▶ _EXERCISE REQUIREMENTS_
1) Could you repeat the article on Stadium District businesses and Sound Transit construction word for word between "The Harvester, which" and "to previous years.", inclusive?
2) Can you carry on the article about Sound Transit construction and its toll on Stadium District businesses, starting after its last sentence?

▶ _PAGE TEXT_
## start

The project is expected to be completed in 2022 if all goes according to schedule.
Construction first began in the fall of 2018, but talk of the project dates back more than a decade.
“We’ve been talking to that community for a long time about where that project is going,” Thompson said.
Sound Transit’s been in dialogue with the businesses for several months about construction concerns, ever since the North E Street and North 1st Street in front of Stadium High School were closed for repairs in June.
“The blockage in front of the high school has probably been more impactful than everything because it changes people’s driving habits,” Hargreave said.
Sound Transit recognizes the project is more intense than other projects because it requires laying new track.
“You’re moving traffic around, you’ve got to close off roads and side streets,” Thompson said.
Once it’s completed, the link will attract more people, Thompson added. By 2026, the link is expected to have 2,000 to 4,000 daily riders.
“At the end of the day, there’s going to be a great benefit,” Thompson said. “It’s going to bring more people to their businesses.”
Salamone said he knew about the project when he decided to open his restaurant there.
“I was (aware), but again, it’s a freight train — you can’t stop it,” Salamone said.
The Harvester restaurant manager Jennifer Ploof estimates the business’ losses to be upwards of tens of thousands of dollars due to impacts of the project.
The Harvester, which is located across the street from Salamone’s Pizza on North Tacoma Avenue, has been around for about 50 years.
“Sales are down 30 percent,” Ploof said.
To compensate, the restaurant has started closing at 3 p.m. instead of midnight.
“Breakfast and lunch are our bread and butter anyway, so we’re doing okay, but it’s definitely taken a toll on the profits,” Ploof said.
Hargreave, who’s been running Stadium Thriftway since 1986, said he decided not to change any hours for his employees but has accrued $140,000 in business losses compared to previous years.
Sean Mills, kitchen manager at restaurant Shake Shake Shake, said there’s no parking for customers and that it appears businesses are closed from construction. He estimates a $10,000 loss per week.
“It’s nowhere close to what we usually make in the summers,” Mills said.
Stadium District business owners asked the City Council for help Tuesday.
One of them was Hargreave.

## end

▶ _DATA EXCERPT_

## start

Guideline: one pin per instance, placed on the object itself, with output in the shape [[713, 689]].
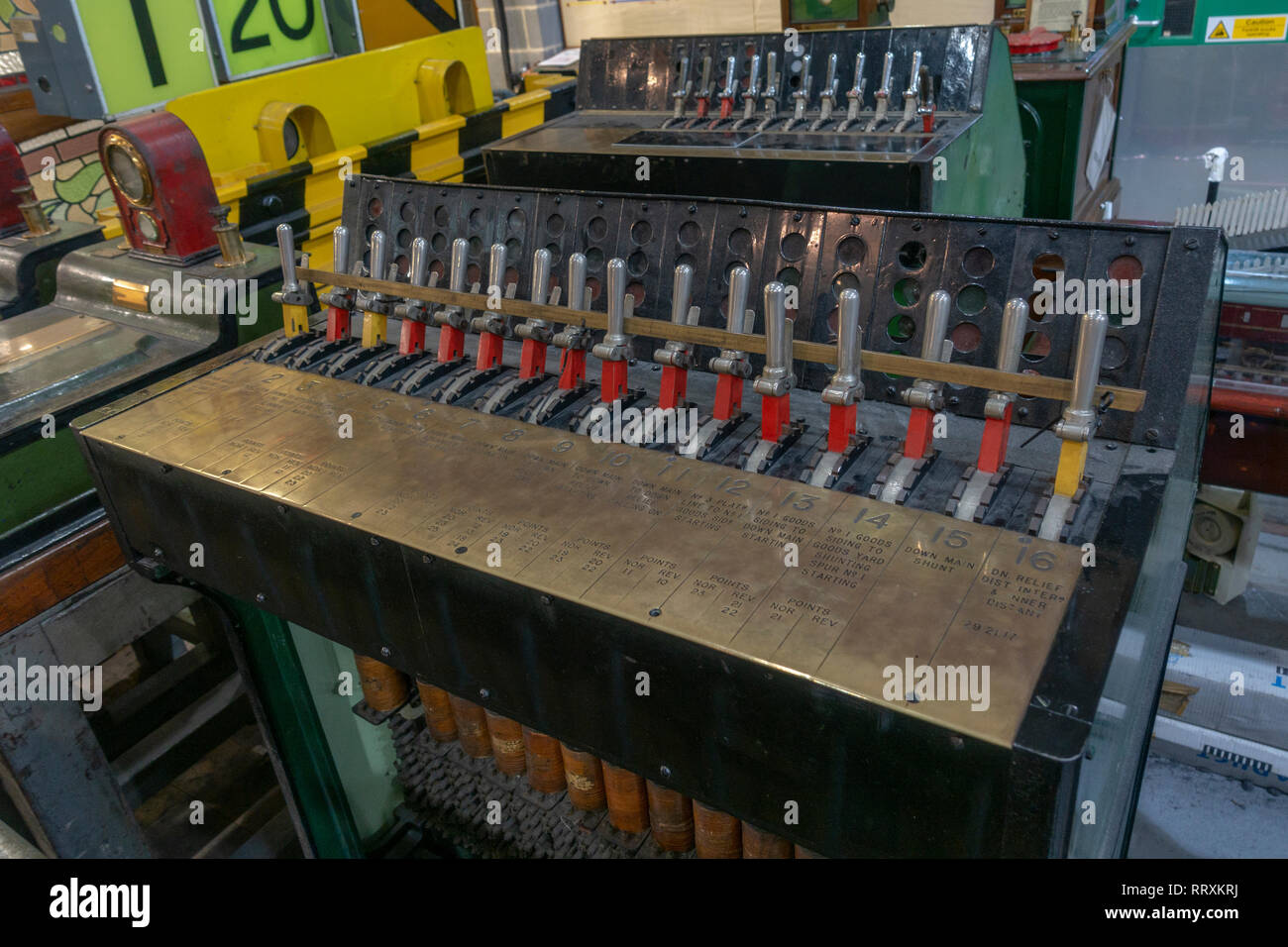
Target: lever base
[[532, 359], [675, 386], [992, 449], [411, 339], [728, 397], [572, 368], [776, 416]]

## end

▶ _SOLVED PROBLEMS_
1)
The Harvester, which is located across the street from Salamone’s Pizza on North Tacoma Avenue, has been around for about 50 years.
“Sales are down 30 percent,” Ploof said.
To compensate, the restaurant has started closing at 3 p.m. instead of midnight.
“Breakfast and lunch are our bread and butter anyway, so we’re doing okay, but it’s definitely taken a toll on the profits,” Ploof said.
Hargreave, who’s been running Stadium Thriftway since 1986, said he decided not to change any hours for his employees but has accrued $140,000 in business losses compared to previous years.

2)
“This has been financially devastating to the business community,” he told the council.
Expecting business impacts, Sound Transit launched “Loyal to the Local,” a marketing program meant to remind people that businesses in Hilltop and the Stadium District are still open despite construction.
Business owners want to see a financial solution, but Thompson said Sound Transit giving the businesses any money is against state law as a gifting of public funds.
Hargreave has since been in touch with city leaders and feels they support a solution he proposed, which would exempt businesses impacted by the project from paying city B&O taxes until they can “recoup their losses.”
Hargreave said Sound Transit should be required to put a line item amount in its financial planning for projects that would account for business impacts.
Tacoma Mayor Victoria Woodards said the city is exploring other options.
City Councilman Robert Thoms echoed the sentiment, adding that those solutions could come from either Sound Transit or through council intervention.
“We’re going to make sure the next 10 years of our relationship with the construction side of Sound Transit is grounded in the reality of what’s happening in our community,” Thoms said.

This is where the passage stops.